How about they just work with the history museum across the street. Maybe add on there. Fix up the Roth building and rent it out to a tech or vc company and help plug the MASSIVE HOLE in our budget. Otherwise, you know they'll be asking for more money from the city for construction and for operations in perpetuity.

6 people like this
Posted by Pat
a resident of Downtown North
on Dec 7, 2017 at 3:52 pm

It is worth considering that Palo Alto already has three museums: American Heritage, Stanford Heritage, and Palo Alto History Museum. When we moved to Palo Alto, we had high hopes for the Roth Building. It is very sad to see the deterioration and to realize how fragmented efforts are to bring the idea of another museum to fruition.

4 people like this
Posted by Curmudgeon
a resident of Downtown North
on Dec 7, 2017 at 6:26 pm

"@Curmudgeon, why the purchase is a debacle? The value must have appreciated exponentially since the purchase."

▬▬▬▬▬▬▬▬▬▬

USING THE INFORMATION -
- 1) List the museums that the Roth Building comment thread says Palo Alto already has.
- 2) In the Roth Building comment thread, which neighborhood is Pat a resident of?
- 3) Resume the Roth Building comment thread after its last line.
None of the recorded data is needed here.

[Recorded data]
▬▬▬▬▬▬▬▬▬▬

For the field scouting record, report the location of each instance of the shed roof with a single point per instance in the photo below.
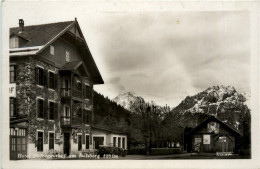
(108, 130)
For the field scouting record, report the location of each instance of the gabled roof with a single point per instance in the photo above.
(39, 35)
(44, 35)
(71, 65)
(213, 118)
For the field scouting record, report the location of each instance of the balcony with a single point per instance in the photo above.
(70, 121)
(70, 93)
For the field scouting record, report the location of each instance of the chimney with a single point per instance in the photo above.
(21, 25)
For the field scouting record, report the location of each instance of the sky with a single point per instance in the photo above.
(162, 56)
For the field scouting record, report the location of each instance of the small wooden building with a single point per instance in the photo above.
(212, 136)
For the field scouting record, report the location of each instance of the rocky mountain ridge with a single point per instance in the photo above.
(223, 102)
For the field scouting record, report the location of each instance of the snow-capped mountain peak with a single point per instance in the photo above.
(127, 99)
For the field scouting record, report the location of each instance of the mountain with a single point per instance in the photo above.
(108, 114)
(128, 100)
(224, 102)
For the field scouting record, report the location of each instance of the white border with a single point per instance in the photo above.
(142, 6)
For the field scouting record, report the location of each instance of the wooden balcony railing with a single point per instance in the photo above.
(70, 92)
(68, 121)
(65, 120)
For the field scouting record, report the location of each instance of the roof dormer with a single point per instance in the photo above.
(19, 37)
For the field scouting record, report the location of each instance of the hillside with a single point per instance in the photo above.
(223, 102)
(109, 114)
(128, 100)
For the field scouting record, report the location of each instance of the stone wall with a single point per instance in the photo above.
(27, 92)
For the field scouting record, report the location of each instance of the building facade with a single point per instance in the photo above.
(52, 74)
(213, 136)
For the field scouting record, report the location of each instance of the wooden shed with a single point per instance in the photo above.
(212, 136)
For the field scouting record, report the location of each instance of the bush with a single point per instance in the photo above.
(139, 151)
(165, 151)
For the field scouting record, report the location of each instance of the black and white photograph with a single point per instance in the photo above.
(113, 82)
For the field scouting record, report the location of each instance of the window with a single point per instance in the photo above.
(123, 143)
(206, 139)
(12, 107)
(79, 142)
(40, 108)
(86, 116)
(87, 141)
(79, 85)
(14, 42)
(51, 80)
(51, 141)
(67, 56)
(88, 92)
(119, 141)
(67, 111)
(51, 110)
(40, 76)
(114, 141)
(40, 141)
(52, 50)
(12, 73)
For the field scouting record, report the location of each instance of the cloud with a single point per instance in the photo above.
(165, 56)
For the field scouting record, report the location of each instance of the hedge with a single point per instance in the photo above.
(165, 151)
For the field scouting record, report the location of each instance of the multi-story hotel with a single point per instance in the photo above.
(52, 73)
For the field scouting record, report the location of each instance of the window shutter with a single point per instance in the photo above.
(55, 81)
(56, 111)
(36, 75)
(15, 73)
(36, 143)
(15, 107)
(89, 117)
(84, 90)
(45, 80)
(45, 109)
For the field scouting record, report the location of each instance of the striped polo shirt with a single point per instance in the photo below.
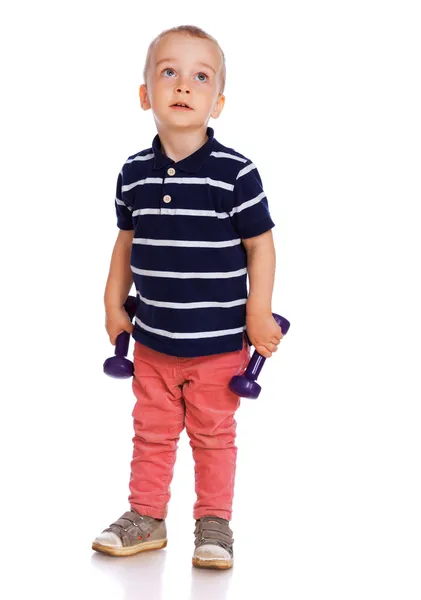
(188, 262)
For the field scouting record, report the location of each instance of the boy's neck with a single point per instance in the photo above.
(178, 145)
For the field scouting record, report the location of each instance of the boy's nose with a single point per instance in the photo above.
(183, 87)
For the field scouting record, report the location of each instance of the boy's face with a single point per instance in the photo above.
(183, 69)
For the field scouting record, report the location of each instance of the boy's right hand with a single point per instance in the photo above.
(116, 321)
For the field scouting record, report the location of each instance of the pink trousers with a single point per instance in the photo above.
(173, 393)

▬▬▬▬▬▬▬▬▬▬

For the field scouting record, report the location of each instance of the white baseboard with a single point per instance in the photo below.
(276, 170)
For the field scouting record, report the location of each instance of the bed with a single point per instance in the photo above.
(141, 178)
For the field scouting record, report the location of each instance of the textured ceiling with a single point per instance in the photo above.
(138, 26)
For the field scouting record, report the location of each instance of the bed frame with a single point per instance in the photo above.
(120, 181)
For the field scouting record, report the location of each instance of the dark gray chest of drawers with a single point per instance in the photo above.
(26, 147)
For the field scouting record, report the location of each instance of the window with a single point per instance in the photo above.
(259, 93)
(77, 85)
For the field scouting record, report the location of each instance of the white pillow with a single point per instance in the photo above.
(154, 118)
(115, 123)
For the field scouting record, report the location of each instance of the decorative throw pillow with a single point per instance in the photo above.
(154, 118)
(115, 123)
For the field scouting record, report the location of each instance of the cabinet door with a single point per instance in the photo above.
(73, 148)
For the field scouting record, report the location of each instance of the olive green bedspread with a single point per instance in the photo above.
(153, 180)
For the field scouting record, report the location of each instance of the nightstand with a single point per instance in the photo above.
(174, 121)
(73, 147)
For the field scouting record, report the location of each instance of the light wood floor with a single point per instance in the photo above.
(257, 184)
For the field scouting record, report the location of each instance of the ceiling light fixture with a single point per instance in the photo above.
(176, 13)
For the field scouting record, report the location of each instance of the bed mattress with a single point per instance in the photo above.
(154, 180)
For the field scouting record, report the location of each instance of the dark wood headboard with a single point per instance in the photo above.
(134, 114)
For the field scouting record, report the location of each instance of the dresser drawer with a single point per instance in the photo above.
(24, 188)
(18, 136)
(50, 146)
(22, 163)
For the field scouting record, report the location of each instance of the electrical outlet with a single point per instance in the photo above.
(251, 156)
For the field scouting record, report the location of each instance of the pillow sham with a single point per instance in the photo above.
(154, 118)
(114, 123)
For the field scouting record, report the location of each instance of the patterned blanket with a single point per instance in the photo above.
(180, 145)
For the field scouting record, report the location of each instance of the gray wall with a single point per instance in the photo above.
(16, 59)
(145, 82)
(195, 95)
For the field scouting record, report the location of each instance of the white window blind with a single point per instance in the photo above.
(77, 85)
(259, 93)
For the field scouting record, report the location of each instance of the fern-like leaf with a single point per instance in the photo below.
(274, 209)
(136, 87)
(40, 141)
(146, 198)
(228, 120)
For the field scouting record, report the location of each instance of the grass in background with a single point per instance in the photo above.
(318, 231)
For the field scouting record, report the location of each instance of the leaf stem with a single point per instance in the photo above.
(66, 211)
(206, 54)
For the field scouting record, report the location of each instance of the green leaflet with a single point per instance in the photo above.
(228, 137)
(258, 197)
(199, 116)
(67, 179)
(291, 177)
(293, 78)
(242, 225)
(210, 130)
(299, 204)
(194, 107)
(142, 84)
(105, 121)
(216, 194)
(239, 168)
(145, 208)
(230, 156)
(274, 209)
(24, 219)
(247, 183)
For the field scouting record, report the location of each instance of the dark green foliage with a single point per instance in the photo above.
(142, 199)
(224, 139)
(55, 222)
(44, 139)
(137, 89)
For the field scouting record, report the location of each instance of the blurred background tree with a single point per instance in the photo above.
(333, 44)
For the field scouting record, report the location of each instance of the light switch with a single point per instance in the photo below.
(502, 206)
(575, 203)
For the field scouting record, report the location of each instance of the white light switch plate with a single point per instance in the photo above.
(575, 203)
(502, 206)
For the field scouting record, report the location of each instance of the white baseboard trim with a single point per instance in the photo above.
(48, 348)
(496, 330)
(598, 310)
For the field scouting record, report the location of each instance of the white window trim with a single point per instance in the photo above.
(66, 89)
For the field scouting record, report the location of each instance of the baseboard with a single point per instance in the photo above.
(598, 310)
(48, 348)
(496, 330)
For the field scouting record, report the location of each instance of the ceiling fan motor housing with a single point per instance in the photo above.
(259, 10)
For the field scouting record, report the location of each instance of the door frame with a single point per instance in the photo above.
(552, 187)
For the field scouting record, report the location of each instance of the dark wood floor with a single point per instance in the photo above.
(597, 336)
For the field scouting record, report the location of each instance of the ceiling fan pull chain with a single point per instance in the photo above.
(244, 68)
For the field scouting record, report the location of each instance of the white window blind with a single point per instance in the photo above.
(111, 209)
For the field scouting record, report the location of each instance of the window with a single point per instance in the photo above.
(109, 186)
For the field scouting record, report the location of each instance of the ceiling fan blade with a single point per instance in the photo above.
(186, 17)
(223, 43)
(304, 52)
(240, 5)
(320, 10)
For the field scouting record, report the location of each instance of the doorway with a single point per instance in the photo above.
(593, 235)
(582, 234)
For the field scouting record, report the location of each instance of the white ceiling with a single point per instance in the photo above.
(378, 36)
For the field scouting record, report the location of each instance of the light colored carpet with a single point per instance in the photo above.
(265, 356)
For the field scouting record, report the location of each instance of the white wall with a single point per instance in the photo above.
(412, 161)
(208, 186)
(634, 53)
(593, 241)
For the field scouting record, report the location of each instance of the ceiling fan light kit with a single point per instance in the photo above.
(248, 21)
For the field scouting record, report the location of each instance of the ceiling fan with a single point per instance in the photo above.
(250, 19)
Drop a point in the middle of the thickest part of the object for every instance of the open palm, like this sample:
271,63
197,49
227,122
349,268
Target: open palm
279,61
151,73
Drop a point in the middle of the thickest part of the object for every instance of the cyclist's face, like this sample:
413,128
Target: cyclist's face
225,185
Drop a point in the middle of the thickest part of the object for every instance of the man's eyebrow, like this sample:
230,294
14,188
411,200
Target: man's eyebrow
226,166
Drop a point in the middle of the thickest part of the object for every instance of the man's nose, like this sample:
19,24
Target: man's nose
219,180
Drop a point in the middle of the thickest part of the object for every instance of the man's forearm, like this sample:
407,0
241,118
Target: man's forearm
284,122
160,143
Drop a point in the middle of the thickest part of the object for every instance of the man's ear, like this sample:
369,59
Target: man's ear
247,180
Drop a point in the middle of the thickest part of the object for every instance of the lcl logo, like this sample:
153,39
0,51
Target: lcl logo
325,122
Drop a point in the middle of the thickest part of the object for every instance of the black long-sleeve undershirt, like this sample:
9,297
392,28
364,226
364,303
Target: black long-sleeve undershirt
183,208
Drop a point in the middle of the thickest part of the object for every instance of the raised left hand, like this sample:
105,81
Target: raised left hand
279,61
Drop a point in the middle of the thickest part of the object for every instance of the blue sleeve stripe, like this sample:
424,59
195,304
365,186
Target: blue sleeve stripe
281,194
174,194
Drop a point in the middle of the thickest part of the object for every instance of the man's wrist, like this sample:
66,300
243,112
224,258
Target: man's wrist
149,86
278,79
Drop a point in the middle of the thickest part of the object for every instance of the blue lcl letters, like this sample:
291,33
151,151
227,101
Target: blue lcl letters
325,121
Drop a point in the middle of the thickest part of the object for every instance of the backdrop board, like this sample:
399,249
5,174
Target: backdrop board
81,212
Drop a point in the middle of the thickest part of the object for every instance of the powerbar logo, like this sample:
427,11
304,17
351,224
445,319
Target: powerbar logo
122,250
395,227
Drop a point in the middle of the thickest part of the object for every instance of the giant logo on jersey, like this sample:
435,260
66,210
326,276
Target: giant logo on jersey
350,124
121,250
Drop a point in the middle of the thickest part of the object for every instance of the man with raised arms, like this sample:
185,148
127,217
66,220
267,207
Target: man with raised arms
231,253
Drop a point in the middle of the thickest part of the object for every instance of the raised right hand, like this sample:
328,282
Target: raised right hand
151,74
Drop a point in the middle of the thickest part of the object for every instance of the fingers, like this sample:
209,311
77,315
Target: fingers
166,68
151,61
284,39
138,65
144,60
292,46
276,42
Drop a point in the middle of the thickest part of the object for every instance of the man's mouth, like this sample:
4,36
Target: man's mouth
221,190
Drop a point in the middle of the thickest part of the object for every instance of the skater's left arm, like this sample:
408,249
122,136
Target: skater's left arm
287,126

▬▬▬▬▬▬▬▬▬▬

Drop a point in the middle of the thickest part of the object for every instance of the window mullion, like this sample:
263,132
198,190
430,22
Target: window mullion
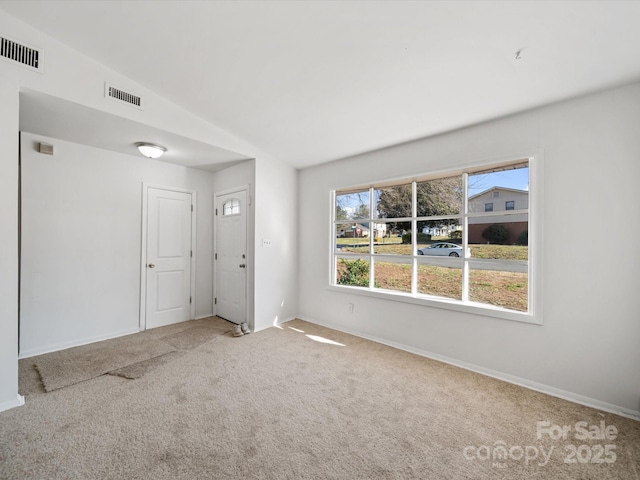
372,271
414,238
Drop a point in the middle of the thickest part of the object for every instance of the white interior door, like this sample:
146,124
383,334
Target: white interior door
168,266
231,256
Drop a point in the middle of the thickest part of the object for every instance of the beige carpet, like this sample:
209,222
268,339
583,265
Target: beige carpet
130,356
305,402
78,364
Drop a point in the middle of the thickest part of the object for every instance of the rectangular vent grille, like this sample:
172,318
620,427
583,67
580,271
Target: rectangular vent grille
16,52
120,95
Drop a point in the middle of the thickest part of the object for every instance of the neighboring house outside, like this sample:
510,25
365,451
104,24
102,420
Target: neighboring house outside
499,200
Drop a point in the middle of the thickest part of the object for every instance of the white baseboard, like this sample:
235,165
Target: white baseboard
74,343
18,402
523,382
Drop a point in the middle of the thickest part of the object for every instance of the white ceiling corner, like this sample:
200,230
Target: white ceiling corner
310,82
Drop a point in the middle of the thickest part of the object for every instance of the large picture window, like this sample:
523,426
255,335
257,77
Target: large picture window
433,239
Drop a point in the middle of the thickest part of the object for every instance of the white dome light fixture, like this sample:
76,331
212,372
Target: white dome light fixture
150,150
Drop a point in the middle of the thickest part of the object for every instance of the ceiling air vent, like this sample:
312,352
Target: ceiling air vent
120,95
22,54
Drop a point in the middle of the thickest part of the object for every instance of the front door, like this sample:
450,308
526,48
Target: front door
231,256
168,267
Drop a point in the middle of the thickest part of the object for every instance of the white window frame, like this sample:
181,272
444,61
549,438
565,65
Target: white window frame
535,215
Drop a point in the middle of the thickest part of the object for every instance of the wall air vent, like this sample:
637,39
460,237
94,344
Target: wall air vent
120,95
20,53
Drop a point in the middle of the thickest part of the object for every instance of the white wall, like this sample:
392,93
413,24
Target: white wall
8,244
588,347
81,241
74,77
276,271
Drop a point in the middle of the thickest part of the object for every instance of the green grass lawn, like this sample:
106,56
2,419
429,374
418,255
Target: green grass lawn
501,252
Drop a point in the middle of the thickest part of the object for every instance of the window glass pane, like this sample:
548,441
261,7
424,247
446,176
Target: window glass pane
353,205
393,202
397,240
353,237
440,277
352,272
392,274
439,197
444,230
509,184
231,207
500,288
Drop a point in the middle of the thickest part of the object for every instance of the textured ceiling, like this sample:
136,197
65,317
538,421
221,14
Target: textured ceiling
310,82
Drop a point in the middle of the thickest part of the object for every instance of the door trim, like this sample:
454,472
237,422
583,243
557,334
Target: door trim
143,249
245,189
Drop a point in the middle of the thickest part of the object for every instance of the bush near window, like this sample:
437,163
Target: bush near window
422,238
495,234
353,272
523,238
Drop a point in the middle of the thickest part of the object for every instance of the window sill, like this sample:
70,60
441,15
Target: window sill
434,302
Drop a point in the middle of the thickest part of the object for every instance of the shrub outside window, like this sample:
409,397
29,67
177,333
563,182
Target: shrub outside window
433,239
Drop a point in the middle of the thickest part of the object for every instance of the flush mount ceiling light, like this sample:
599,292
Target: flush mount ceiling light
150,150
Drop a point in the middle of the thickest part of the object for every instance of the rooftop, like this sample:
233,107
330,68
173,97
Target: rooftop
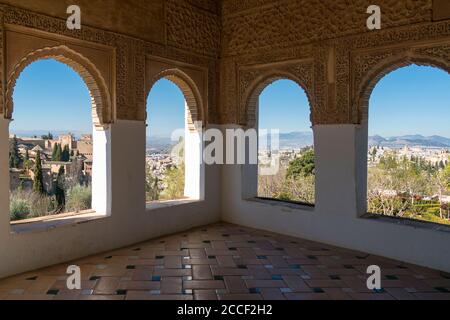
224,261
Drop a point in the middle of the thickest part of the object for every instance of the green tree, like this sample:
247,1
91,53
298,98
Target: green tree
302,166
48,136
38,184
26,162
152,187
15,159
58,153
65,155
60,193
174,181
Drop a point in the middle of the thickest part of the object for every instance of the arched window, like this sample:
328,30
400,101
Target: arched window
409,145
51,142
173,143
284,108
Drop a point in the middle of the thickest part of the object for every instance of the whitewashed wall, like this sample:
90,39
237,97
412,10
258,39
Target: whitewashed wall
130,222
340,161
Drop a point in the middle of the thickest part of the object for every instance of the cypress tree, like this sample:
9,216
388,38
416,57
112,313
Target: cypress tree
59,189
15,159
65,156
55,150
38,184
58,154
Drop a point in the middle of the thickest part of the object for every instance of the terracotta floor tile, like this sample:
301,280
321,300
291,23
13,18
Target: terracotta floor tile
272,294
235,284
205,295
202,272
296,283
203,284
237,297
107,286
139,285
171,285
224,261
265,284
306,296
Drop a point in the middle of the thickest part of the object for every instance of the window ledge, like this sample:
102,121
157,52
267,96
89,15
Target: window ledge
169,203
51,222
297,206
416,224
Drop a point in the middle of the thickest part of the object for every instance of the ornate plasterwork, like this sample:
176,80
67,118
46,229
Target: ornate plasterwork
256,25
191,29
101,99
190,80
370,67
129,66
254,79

▬▬▬▬▬▬▬▬▬▬

OUTPUTS FOR THE TASKS -
- 1) American Heritage, Stanford Heritage, Palo Alto History Museum

- 2) Downtown North

- 3)
The city government should not be in the real estate speculation bushiness, so the land appreciation, such as it may be, is irrelevant. City hall bought this rundown building on impulse with no real plan for how to utilize it, discovered it could not afford to bring it up to occupancy standards, and found only one organization willing to save its bacon there. I wish that white knight well.

OK, a debacle with a hope for mitigation. Fair enough?

15 people like this
Posted by rita vrhel
a resident of Crescent Park
on Dec 7, 2017 at 8:24 pm

I support the history Museum and feel it would be a great addition to our community especially if housed in the historic Roth building. I shudder to think a writer actually wants to tear the building down; yikes.

Over 600 families have made donations; more are needed. The plans are drawn and the building is zoned PF-public facility. Additional time, i.e. the 1-year extension on the lease option seems very reasonable.

Please remember, as discussed at City Council on 12/4, it took the Junior Museum and Zoo much longer to raise the necessary funds to move forward.

I do not know why the 1-year lease option extension was taken off the 12/4 City Council Consent Calendar and made into an agenda item? Seems like the City Council has many more important items to discuss.

Please attend the 12/11 CC meeting and support the History Museum with your attendance and money. Thank you

2 people like this
Posted by Mr.Day
a resident of Charleston Gardens
on Dec 8, 2017 at 8:04 am

I think the old Radio building in the wetlands would be a cool sight for the museum too.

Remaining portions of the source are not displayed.